What you write must match the records exactly, except for the images, which are left out.

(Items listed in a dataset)
########

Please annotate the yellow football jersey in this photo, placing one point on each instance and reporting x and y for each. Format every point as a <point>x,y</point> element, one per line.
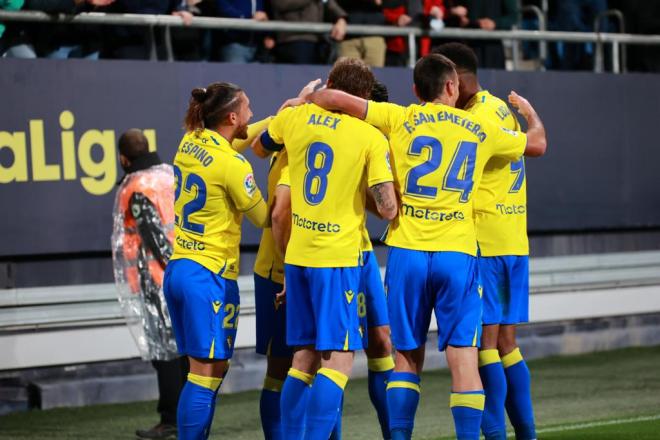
<point>438,156</point>
<point>214,186</point>
<point>500,202</point>
<point>329,156</point>
<point>269,264</point>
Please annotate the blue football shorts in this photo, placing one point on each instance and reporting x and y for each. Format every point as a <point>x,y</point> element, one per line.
<point>322,307</point>
<point>372,301</point>
<point>420,282</point>
<point>505,281</point>
<point>204,309</point>
<point>271,319</point>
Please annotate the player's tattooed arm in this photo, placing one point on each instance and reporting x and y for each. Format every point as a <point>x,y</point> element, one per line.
<point>331,99</point>
<point>385,199</point>
<point>536,139</point>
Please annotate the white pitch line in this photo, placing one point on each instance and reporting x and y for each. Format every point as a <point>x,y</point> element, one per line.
<point>593,424</point>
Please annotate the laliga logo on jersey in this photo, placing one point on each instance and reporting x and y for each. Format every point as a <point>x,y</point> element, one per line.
<point>249,184</point>
<point>94,157</point>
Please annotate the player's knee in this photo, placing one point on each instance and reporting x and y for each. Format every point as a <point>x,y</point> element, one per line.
<point>506,340</point>
<point>278,367</point>
<point>380,344</point>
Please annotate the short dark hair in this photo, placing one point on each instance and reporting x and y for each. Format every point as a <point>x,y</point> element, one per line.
<point>133,144</point>
<point>431,74</point>
<point>209,106</point>
<point>461,54</point>
<point>379,92</point>
<point>353,76</point>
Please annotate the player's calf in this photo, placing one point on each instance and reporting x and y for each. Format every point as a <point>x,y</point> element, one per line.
<point>381,365</point>
<point>519,396</point>
<point>493,424</point>
<point>327,393</point>
<point>467,398</point>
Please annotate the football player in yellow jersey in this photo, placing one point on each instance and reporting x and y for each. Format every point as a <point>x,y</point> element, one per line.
<point>329,156</point>
<point>500,206</point>
<point>214,188</point>
<point>439,154</point>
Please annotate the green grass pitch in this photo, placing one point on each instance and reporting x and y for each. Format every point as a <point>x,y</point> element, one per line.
<point>607,395</point>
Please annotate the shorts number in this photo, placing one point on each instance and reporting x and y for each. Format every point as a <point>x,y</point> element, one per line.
<point>459,176</point>
<point>316,177</point>
<point>517,168</point>
<point>192,181</point>
<point>362,305</point>
<point>232,312</point>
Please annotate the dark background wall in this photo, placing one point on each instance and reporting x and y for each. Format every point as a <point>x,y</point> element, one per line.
<point>599,174</point>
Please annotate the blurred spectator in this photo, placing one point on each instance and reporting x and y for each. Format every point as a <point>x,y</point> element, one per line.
<point>577,16</point>
<point>304,48</point>
<point>433,14</point>
<point>399,13</point>
<point>239,46</point>
<point>642,17</point>
<point>140,43</point>
<point>66,41</point>
<point>370,49</point>
<point>14,42</point>
<point>487,15</point>
<point>192,44</point>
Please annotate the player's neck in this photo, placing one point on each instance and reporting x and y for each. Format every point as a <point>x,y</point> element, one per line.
<point>226,132</point>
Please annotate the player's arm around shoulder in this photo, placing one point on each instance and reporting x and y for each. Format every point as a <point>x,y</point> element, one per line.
<point>272,138</point>
<point>536,139</point>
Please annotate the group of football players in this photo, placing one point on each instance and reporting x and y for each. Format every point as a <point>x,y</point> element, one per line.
<point>447,173</point>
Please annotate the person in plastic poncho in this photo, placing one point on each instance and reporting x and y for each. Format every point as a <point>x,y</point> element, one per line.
<point>141,247</point>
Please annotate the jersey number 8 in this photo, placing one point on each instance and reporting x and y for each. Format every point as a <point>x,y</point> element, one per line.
<point>318,161</point>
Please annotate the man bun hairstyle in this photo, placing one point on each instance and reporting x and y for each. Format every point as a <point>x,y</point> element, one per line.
<point>379,92</point>
<point>461,54</point>
<point>352,76</point>
<point>209,106</point>
<point>431,74</point>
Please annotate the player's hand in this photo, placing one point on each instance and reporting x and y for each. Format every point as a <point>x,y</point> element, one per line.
<point>309,88</point>
<point>269,43</point>
<point>403,20</point>
<point>486,24</point>
<point>293,102</point>
<point>436,12</point>
<point>521,104</point>
<point>185,16</point>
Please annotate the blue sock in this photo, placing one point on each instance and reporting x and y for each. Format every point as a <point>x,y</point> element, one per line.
<point>196,406</point>
<point>269,408</point>
<point>379,374</point>
<point>293,404</point>
<point>493,423</point>
<point>467,408</point>
<point>324,403</point>
<point>402,400</point>
<point>519,396</point>
<point>336,431</point>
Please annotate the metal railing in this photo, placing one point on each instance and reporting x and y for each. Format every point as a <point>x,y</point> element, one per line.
<point>616,41</point>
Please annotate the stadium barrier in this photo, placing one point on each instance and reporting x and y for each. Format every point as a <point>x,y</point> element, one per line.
<point>615,40</point>
<point>85,323</point>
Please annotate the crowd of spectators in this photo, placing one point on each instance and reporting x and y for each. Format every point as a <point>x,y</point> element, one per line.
<point>193,44</point>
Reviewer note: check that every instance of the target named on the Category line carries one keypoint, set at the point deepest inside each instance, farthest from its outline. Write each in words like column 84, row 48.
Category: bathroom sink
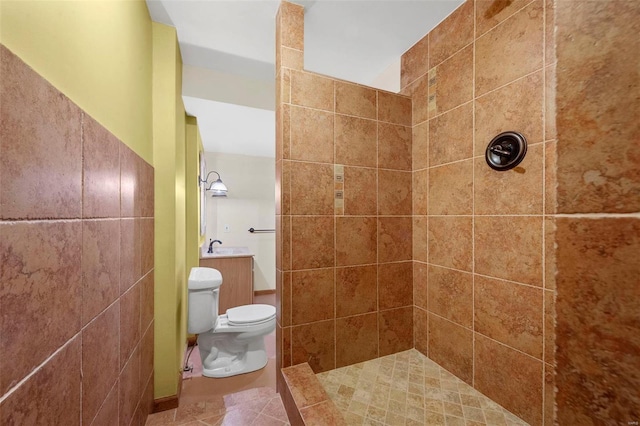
column 227, row 252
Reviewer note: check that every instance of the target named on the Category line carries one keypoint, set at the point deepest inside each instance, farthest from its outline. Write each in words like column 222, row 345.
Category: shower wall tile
column 420, row 238
column 549, row 327
column 395, row 285
column 452, row 34
column 312, row 295
column 421, row 330
column 393, row 234
column 451, row 189
column 598, row 154
column 517, row 384
column 41, row 293
column 420, row 148
column 312, row 242
column 356, row 290
column 420, row 284
column 550, row 131
column 314, row 343
column 509, row 313
column 363, row 149
column 394, row 192
column 451, row 295
column 520, row 254
column 311, row 135
column 100, row 360
column 490, row 13
column 353, row 99
column 356, row 339
column 311, row 91
column 291, row 25
column 356, row 240
column 515, row 107
column 395, row 330
column 415, row 62
column 394, row 147
column 51, row 395
column 394, row 109
column 598, row 296
column 67, row 296
column 420, row 100
column 451, row 135
column 40, row 144
column 451, row 346
column 359, row 196
column 453, row 82
column 517, row 191
column 550, row 167
column 311, row 188
column 451, row 242
column 520, row 36
column 100, row 266
column 355, row 140
column 101, row 166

########

§ Your response:
Please annotate the yellow football jersey in this photo, placing one point on each instance and reporting x and y for each. Format every point as a <point>x,y</point> element, one per line.
<point>438,156</point>
<point>214,186</point>
<point>500,202</point>
<point>329,156</point>
<point>269,264</point>
Please annotate the blue football shorts in this photo, placing one point on each instance and reporting x and y for each. Format every point as a <point>x,y</point> element, one per line.
<point>322,307</point>
<point>372,301</point>
<point>420,282</point>
<point>505,281</point>
<point>204,309</point>
<point>271,319</point>
Please annotate the player's tattooed arm in this photo, placing one point on each instance and reporting x and y for each. Format every point as a <point>x,y</point> element, one per line.
<point>331,99</point>
<point>385,199</point>
<point>536,139</point>
Please annotate the white pitch line in this photo, placing one point on each instance and reporting x and y for each. Format every point as a <point>x,y</point> element, one per line.
<point>593,424</point>
Please annotate the laliga logo on jersey in this photo, placing one point on each instance and reporting x and y for each. Format every point as a <point>x,y</point> element, one per line.
<point>249,184</point>
<point>94,157</point>
Please annotate the player's knee in this photo, placing one point on each instance and reporting x and y for each. Format every point as a <point>x,y</point> element, one per line.
<point>506,340</point>
<point>278,367</point>
<point>380,344</point>
Please annotate the short dark hair in this photo, placing one point on each instance and reporting x and y for each. Format every point as a <point>x,y</point> element, one per line.
<point>133,144</point>
<point>431,74</point>
<point>209,106</point>
<point>461,54</point>
<point>379,92</point>
<point>353,76</point>
Please annotate the player's calf in this photo, placing one point on each instance and reporting x and y for each. Format every point as a <point>x,y</point> element, one per line.
<point>381,365</point>
<point>519,396</point>
<point>493,424</point>
<point>327,393</point>
<point>467,398</point>
Please annotate the football player in yellow jersey in this photo, placing one point on each instance and reporting x and y for each. Format every point as a <point>x,y</point> element, one per line.
<point>329,156</point>
<point>500,206</point>
<point>214,188</point>
<point>439,154</point>
Please annotate the green grass pitch in this photo, placing one point on each instance and reporting x and y for each. Format every point as a <point>x,y</point> element, one per line.
<point>607,395</point>
Please annotate the shorts number in this photo, placing one point on each instance and reporting x and y for each. Format every point as a <point>x,y</point> element, one per line.
<point>459,176</point>
<point>316,177</point>
<point>517,168</point>
<point>192,181</point>
<point>362,305</point>
<point>232,312</point>
Please annotate the dark background wall in this photo, placing one point on each instance and reporting x and y for each. Format every point as a <point>x,y</point> element, one per line.
<point>599,174</point>
Please annotate the blurred spectator in this photo, placing one point on each instance and reporting x and y for each. Format every point as a <point>x,y</point> element, one per line.
<point>577,16</point>
<point>304,48</point>
<point>433,14</point>
<point>399,13</point>
<point>239,46</point>
<point>642,17</point>
<point>140,43</point>
<point>66,41</point>
<point>370,49</point>
<point>14,42</point>
<point>487,15</point>
<point>192,44</point>
Please annotate the player's neck in this photo, placing one point on each instance and reporting x and y for each. Format every point as a <point>x,y</point> element, one per line.
<point>226,132</point>
Please annotate the player's arm around shoulder in this photo, placing one point on each instance and reporting x and y for each. Format every point as a <point>x,y</point> element, one per line.
<point>272,138</point>
<point>536,139</point>
Please annotate the group of football players in this photo, placing one point on each instance and reporting x and y for each. Format every point as a <point>x,y</point> element, one per line.
<point>447,173</point>
Please annotate the person in plastic poncho in this photo, placing one point on each instance and reporting x and y for each. Format every point as a <point>x,y</point> element, one per line.
<point>141,247</point>
Please annotate the jersey number 8 in this photo, placing one point on each instance and reporting x and y for each. Format every point as a <point>x,y</point> element, one per line.
<point>318,161</point>
Please annotate the man bun hairstyle in this photo, placing one point on each instance and reporting x and y for each. Format every point as a <point>x,y</point> element, one per line.
<point>379,92</point>
<point>461,54</point>
<point>352,76</point>
<point>209,106</point>
<point>431,74</point>
Please annotate the player's hand in this photo, placing one point on each instance and reporting x and y for each. Format every point as a <point>x,y</point> element, one per line.
<point>309,88</point>
<point>269,43</point>
<point>403,20</point>
<point>486,24</point>
<point>293,102</point>
<point>436,12</point>
<point>521,104</point>
<point>185,16</point>
Please annotate the blue sock in this photo, placing one point on each instance and reporting x and y for each. Format every point as a <point>x,y</point> element, one per line.
<point>196,406</point>
<point>269,408</point>
<point>379,374</point>
<point>293,404</point>
<point>493,423</point>
<point>467,408</point>
<point>324,403</point>
<point>402,400</point>
<point>519,396</point>
<point>336,431</point>
Please annotate the metal railing in this photo, placing one point on each instance and reporting x and y for each. Format every point as a <point>x,y</point> element, one per line.
<point>616,41</point>
Please annotate the stadium barrier in this photo, placing one point on each instance and reporting x and y for each. Format every point as a <point>x,y</point> element, one per line.
<point>615,40</point>
<point>85,323</point>
Please annotate the crowd of spectators in this photo, placing one point on each instance and reporting x and y for each. Format every point as a <point>x,y</point> element, one per line.
<point>193,44</point>
Reviewer note: check that every instance of the target named on the Category line carries one keypoint, set at the point deepest inside each instance, farthest from its outline. Write each in words like column 84, row 48.
Category: bathroom sink
column 227, row 252
Reviewer note: check that every instance of the target named on the Category line carries one keypoint, set at the point deepest inside each instance, farthest from its outline. Write each in words like column 222, row 345.
Category: shower wall tile
column 420, row 238
column 549, row 327
column 395, row 285
column 452, row 34
column 312, row 295
column 421, row 330
column 393, row 234
column 451, row 189
column 598, row 154
column 517, row 384
column 41, row 293
column 420, row 148
column 312, row 242
column 356, row 290
column 420, row 284
column 550, row 131
column 314, row 343
column 509, row 313
column 363, row 149
column 394, row 192
column 451, row 295
column 520, row 254
column 311, row 135
column 100, row 360
column 490, row 13
column 353, row 99
column 356, row 339
column 311, row 91
column 291, row 25
column 356, row 240
column 515, row 107
column 395, row 330
column 415, row 62
column 394, row 147
column 51, row 395
column 394, row 109
column 598, row 296
column 67, row 296
column 420, row 100
column 451, row 135
column 40, row 144
column 451, row 346
column 359, row 196
column 453, row 82
column 517, row 191
column 550, row 167
column 311, row 188
column 451, row 242
column 520, row 36
column 100, row 266
column 355, row 140
column 101, row 166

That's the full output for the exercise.